(WHAT THE TASK ASKS) Please return only the lines from the one holding "TARGET = green tree" through the one holding "TARGET = white painted railing", exactly as they appear in the records below, both ends included.

[[ EXERCISE INPUT, beginning ]]

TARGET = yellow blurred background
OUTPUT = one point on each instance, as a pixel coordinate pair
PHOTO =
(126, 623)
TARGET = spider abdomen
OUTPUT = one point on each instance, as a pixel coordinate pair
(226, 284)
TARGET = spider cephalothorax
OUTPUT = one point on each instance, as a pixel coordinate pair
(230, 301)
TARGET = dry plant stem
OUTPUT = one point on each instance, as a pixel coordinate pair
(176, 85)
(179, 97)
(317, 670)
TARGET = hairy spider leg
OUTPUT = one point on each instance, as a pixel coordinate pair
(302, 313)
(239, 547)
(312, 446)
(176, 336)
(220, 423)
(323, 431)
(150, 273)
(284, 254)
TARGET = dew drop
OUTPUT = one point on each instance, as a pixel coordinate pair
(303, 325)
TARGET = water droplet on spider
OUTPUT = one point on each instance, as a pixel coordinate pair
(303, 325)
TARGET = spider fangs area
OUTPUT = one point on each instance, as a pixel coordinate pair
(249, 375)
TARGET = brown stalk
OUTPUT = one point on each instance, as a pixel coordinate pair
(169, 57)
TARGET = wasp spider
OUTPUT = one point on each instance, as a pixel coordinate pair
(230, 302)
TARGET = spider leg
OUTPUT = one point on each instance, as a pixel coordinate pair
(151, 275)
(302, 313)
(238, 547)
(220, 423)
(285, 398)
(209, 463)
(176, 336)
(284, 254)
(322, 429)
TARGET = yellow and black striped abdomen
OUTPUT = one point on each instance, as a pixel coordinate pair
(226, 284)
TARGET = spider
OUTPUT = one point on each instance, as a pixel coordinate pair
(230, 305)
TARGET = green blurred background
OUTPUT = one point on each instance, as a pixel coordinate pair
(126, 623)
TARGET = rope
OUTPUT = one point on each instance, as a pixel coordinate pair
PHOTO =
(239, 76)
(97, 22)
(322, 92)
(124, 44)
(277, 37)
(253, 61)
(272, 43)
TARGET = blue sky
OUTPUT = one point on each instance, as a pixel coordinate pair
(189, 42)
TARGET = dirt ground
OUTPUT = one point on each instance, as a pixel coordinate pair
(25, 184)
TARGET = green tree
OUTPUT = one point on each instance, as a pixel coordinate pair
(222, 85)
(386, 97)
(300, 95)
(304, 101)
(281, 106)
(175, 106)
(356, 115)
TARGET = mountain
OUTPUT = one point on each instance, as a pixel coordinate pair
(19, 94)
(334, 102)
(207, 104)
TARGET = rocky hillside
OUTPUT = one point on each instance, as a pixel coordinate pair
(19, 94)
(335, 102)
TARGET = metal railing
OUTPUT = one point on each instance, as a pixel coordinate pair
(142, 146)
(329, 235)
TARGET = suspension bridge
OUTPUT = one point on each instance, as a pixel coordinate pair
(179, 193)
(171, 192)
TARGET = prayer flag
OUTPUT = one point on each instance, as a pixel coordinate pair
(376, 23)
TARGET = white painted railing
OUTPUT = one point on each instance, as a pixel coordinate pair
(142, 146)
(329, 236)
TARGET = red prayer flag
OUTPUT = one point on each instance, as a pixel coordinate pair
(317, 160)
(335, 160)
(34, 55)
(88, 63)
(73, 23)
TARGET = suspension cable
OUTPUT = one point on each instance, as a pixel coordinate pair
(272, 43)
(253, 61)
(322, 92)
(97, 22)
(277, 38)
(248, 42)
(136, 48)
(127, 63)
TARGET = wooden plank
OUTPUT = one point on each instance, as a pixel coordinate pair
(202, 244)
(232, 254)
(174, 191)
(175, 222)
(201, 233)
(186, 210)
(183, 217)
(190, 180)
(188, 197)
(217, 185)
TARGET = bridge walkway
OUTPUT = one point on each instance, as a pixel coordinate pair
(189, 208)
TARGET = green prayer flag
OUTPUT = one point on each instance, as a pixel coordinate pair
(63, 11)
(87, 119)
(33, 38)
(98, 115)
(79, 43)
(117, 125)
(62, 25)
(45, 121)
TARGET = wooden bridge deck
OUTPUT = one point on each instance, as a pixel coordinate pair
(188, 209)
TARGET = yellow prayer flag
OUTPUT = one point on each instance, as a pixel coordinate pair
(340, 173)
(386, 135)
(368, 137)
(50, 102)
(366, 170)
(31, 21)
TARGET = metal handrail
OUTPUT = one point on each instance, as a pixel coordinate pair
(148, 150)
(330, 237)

[[ EXERCISE INPUT, end ]]

(ANSWER TO THE PROBLEM)
TARGET = green tree
OUTPUT = one point on each instance, as a pixel coordinate pair
(222, 85)
(386, 97)
(300, 95)
(304, 101)
(281, 106)
(175, 106)
(356, 115)
TARGET = mountain
OUTPUT = one point on each instance, as a pixel coordinate pair
(19, 94)
(334, 102)
(207, 104)
TARGET = rocky hillside
OUTPUT = one point on each instance, as a pixel coordinate pair
(19, 94)
(335, 102)
TARGET = metal railing
OUTPUT = one point on each instance, as a pixel coordinate pair
(142, 146)
(329, 235)
TARGET = suspension bridge
OUTPUT = one point on each instance, as a pixel coordinate pair
(179, 193)
(171, 192)
TARGET = prayer flag
OUTPUT = one point on each instance, as a pixel coordinate pair
(376, 23)
TARGET = white painted railing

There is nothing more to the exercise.